§ Text excerpt:
**********

Two Hats, One Mission: Reflections from ACEP 2025

By Erika Bates, RN, MSN, MBA, Director of Clinical Operations, Prenosis
LinkedIn: Erika Bates, RN, MSN, MBA
LinkedIn: Prenosis

Walking through the Salt Palace Convention Center while attending ACEP this year, I wore two hats: a clinician and a vendor. My first time at this conference, it was interesting to see solutions that focus on minimizing ED workflow challenges and the variety of vendors focused on AI.

Coming from the bedside as a critical care nurse, I understand the pain points – 16-hour shifts, boarding patients, constant interruptions that fragment care. These aren’t abstract problems when you’ve lived them.

The Questions That Matter Most

What struck me most was the nature of conversations at the Prenosis booth. Instead of the typical “what does this product do?” physicians asked, “Can this product actually work in a chaotic ED?”

This shift toward real-world applicability tells us everything about where emergency medicine is headed.

Beyond the intricacies of the data science powering AI tools, providers want to know:

  • How does this integrate with our existing workflow without adding more clicks?
  • Will this save time, or create more documentation burden?
  • What happens when my clinical judgment is incongruent with AI-based results?

As a clinician, I could answer those questions from experience. I understand the 3 a.m. chaos, the competing priorities, the split-second decisions that define our specialty. This perspective allows me to move beyond sales pitches to genuine colleague-to-colleague conversations about tools that could meaningfully impact workflow.

**********

§ Dataset records:

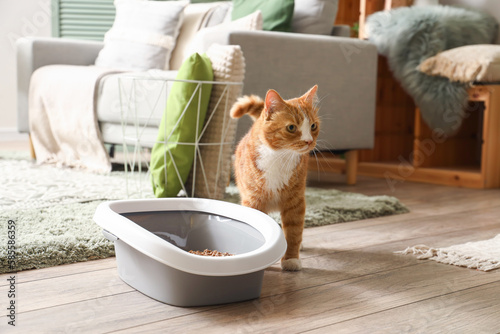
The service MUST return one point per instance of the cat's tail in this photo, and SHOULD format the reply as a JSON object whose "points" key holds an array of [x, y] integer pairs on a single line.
{"points": [[251, 105]]}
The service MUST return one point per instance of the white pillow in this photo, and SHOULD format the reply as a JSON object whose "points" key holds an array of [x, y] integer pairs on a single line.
{"points": [[218, 34], [143, 34], [314, 16]]}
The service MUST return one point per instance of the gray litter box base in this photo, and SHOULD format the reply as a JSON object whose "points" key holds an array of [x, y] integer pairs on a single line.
{"points": [[179, 288]]}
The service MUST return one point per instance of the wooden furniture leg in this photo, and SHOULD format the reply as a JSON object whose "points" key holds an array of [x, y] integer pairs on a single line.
{"points": [[351, 159], [32, 149]]}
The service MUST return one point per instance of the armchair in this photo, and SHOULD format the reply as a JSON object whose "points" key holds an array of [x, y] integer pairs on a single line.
{"points": [[344, 69]]}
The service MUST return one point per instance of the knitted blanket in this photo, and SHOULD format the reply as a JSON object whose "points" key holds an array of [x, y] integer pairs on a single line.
{"points": [[409, 35]]}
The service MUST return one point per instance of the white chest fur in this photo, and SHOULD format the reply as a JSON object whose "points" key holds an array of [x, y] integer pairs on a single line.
{"points": [[278, 166]]}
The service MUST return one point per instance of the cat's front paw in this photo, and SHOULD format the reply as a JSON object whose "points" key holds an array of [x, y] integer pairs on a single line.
{"points": [[291, 264]]}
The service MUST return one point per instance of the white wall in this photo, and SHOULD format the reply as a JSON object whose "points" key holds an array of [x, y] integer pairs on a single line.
{"points": [[18, 18]]}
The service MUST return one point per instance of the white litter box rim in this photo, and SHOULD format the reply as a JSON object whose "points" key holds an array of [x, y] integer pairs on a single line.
{"points": [[108, 216]]}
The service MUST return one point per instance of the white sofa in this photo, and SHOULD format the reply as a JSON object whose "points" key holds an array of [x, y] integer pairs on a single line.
{"points": [[344, 69]]}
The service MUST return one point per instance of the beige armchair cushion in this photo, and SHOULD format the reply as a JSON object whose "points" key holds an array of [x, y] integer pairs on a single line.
{"points": [[470, 63]]}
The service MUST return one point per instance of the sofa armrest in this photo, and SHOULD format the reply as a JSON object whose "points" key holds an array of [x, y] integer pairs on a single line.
{"points": [[345, 70], [32, 53]]}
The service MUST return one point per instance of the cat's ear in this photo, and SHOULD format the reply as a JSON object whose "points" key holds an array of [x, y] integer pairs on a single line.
{"points": [[273, 102], [310, 96]]}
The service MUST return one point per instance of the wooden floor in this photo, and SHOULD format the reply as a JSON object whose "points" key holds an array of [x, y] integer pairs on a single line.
{"points": [[352, 281]]}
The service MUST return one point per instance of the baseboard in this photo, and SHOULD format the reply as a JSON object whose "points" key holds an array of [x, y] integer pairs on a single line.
{"points": [[11, 134]]}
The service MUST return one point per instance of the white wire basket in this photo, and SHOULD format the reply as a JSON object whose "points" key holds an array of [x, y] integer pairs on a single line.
{"points": [[143, 101]]}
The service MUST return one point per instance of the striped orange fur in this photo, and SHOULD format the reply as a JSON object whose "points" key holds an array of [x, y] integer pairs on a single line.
{"points": [[271, 160]]}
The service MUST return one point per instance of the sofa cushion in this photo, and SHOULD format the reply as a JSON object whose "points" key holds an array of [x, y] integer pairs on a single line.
{"points": [[314, 16], [219, 34], [276, 15], [143, 34], [466, 64], [182, 122]]}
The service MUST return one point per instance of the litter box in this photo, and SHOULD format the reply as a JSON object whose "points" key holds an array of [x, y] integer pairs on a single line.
{"points": [[153, 238]]}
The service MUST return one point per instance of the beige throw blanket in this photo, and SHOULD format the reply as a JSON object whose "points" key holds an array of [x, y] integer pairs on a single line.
{"points": [[62, 117]]}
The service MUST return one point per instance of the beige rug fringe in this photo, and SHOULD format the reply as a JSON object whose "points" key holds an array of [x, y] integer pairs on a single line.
{"points": [[481, 255]]}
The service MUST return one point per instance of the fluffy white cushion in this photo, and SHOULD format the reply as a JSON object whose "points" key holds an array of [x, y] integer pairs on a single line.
{"points": [[218, 34], [228, 65], [143, 34], [466, 64], [314, 16], [196, 17]]}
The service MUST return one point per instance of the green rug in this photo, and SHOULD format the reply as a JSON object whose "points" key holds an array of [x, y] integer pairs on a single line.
{"points": [[52, 208]]}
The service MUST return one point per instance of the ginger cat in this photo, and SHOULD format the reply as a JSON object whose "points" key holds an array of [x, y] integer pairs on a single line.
{"points": [[272, 158]]}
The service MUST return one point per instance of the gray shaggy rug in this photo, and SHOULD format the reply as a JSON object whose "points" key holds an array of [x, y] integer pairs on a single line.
{"points": [[46, 212], [409, 35]]}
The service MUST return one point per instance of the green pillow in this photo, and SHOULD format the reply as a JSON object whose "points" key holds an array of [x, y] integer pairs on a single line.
{"points": [[178, 127], [276, 14]]}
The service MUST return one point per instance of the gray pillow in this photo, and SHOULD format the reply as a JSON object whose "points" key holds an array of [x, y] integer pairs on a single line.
{"points": [[143, 35]]}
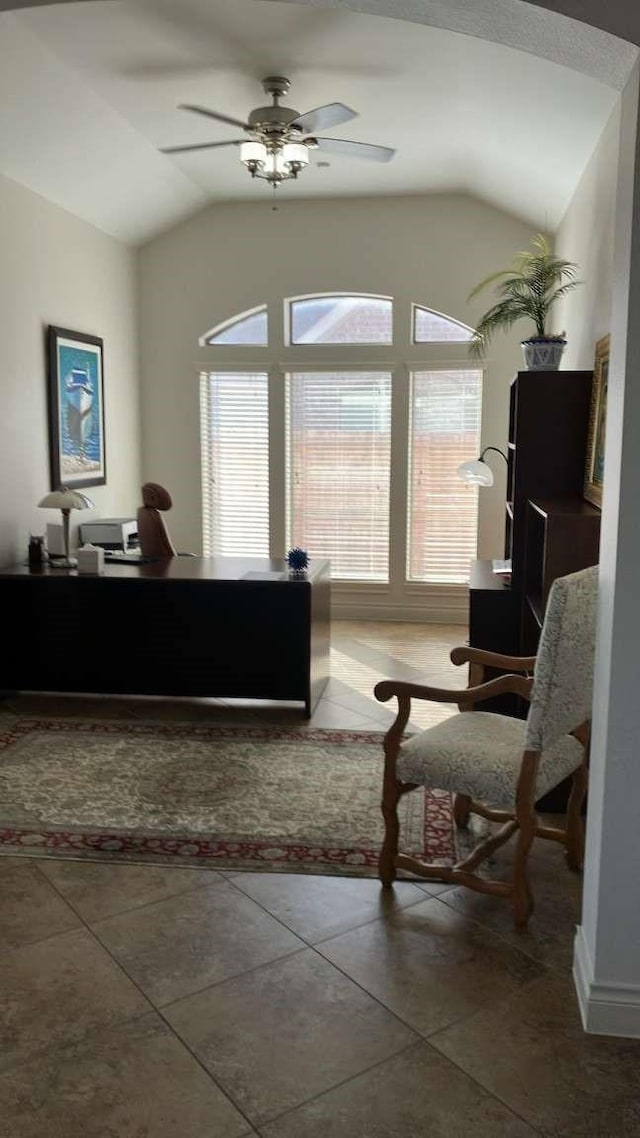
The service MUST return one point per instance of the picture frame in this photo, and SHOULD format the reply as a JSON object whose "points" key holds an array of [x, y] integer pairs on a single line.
{"points": [[76, 409], [595, 466]]}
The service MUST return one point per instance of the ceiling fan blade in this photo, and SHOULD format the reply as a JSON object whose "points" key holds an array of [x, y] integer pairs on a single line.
{"points": [[198, 146], [357, 149], [333, 114], [214, 114]]}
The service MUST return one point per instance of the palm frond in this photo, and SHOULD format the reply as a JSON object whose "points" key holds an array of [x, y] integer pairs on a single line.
{"points": [[526, 290]]}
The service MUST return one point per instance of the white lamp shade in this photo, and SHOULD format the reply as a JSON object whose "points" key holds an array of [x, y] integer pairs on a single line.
{"points": [[476, 472], [65, 499]]}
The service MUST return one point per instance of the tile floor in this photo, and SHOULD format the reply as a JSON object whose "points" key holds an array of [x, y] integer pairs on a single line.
{"points": [[145, 1002]]}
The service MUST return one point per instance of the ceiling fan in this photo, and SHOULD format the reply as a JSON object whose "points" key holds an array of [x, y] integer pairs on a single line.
{"points": [[279, 139]]}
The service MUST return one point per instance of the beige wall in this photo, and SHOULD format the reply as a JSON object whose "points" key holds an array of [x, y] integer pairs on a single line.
{"points": [[58, 270], [585, 237], [231, 257]]}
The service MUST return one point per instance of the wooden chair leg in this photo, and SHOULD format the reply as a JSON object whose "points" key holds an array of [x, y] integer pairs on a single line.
{"points": [[388, 852], [574, 838], [523, 897], [461, 809]]}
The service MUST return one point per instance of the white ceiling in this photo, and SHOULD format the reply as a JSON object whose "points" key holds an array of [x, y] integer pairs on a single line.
{"points": [[89, 93]]}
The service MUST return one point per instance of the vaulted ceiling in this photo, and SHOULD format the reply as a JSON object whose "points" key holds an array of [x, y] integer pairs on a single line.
{"points": [[89, 93]]}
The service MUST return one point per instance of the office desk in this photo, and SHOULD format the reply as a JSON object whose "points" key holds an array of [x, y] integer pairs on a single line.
{"points": [[186, 626]]}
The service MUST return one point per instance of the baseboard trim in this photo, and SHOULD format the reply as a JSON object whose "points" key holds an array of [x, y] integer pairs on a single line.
{"points": [[445, 608], [606, 1009]]}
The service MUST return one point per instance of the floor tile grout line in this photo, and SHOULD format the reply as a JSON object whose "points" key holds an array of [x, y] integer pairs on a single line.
{"points": [[415, 1044], [343, 1082], [133, 908], [152, 1009], [497, 932]]}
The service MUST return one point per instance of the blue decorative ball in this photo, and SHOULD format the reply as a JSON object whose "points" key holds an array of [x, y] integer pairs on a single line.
{"points": [[297, 559]]}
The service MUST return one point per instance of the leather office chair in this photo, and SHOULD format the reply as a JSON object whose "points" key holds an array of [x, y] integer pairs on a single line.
{"points": [[153, 534], [498, 766]]}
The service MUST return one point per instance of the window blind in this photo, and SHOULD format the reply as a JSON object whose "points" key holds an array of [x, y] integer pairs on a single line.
{"points": [[235, 463], [338, 454], [442, 510]]}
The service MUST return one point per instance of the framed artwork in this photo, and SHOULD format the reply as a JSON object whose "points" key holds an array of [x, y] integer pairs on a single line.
{"points": [[595, 470], [76, 409]]}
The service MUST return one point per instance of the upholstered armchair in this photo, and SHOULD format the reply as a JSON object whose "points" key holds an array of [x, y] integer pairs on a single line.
{"points": [[499, 766]]}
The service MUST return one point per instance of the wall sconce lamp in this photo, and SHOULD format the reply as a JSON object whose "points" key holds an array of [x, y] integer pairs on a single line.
{"points": [[66, 500], [476, 471]]}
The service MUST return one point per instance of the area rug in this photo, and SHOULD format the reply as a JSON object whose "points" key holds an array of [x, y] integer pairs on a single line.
{"points": [[248, 798]]}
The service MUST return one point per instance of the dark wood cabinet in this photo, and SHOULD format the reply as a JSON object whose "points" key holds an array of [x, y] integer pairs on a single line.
{"points": [[550, 529], [548, 426], [561, 535]]}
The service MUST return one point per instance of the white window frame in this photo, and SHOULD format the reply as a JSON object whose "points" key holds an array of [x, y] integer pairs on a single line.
{"points": [[400, 599]]}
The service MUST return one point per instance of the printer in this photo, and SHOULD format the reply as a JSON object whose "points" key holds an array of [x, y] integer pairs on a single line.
{"points": [[111, 533]]}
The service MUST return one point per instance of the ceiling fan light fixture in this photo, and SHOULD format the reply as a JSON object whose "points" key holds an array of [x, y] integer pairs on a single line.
{"points": [[276, 149], [295, 155], [254, 156]]}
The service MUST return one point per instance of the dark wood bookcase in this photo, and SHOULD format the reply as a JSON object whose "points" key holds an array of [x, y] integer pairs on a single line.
{"points": [[548, 427], [550, 529]]}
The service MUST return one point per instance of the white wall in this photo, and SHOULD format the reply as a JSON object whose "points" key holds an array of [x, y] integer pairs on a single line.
{"points": [[58, 270], [585, 237], [231, 257]]}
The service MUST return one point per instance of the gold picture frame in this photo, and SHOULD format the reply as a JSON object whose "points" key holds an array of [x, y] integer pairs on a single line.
{"points": [[595, 467]]}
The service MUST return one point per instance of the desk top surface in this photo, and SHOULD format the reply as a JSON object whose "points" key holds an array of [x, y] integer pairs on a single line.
{"points": [[249, 570]]}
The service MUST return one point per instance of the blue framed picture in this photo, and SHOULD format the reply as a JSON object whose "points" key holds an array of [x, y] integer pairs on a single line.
{"points": [[76, 409]]}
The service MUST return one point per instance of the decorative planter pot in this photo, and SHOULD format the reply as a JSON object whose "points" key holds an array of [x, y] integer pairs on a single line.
{"points": [[542, 355]]}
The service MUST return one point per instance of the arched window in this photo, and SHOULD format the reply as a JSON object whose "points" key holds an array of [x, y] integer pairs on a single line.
{"points": [[304, 448], [341, 319], [248, 327], [431, 327]]}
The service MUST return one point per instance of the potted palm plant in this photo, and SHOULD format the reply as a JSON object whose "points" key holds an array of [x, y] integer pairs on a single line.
{"points": [[526, 291]]}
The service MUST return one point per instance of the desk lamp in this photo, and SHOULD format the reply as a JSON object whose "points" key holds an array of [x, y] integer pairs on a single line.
{"points": [[476, 471], [66, 500]]}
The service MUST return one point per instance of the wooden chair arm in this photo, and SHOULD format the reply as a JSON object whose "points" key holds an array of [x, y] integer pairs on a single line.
{"points": [[466, 654], [519, 685]]}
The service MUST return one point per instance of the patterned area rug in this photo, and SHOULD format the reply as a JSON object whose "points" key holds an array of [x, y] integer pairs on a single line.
{"points": [[196, 794]]}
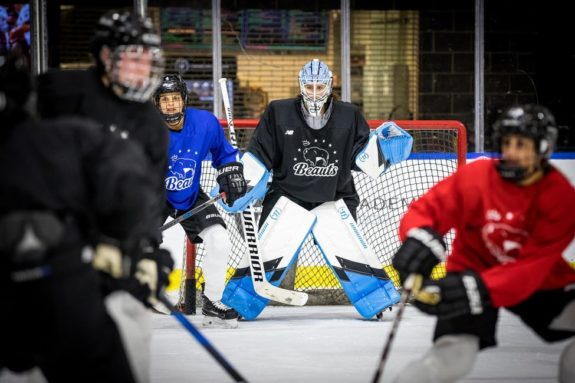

**********

§ Directions: Pick up the ACEP 2025 reflection after its final sentence and keep writing it.

§ Answer to the exercise:
Building Trust Through Shared Experience

This dual role creates something invaluable: trust. At events such as ACEP, I’m there to discuss how technology, like Sepsis ImmunoScore™, which helps providers make confident decisions in high-pressure situations, can address the challenges we face together. When I can speak to the clinical need and the technological solution, conversations become more authentic and productive.

Beyond the Swag: What ACEP Really Represents

ACEP isn’t about collecting vendor swag – it’s about amplifying clinicians’ voices. The providers who attend conferences like this are actively seeking solutions that create measurable impacts on the patient outcomes that matter most.

They’re asking the hard questions because they know their patients deserve tools that work not just in ideal conditions, but in the beautiful chaos that is emergency medicine. Every question about workflow integration or alarm fatigue represents a provider thinking about their next shift, their next patient, their next split-second decision.

Looking Forward

As a clinician and someone working in healthcare technology, ACEP 2025 reinforced my belief that the future of emergency medicine lies not in choosing between human expertise and artificial intelligence, but in the thoughtful combination of both.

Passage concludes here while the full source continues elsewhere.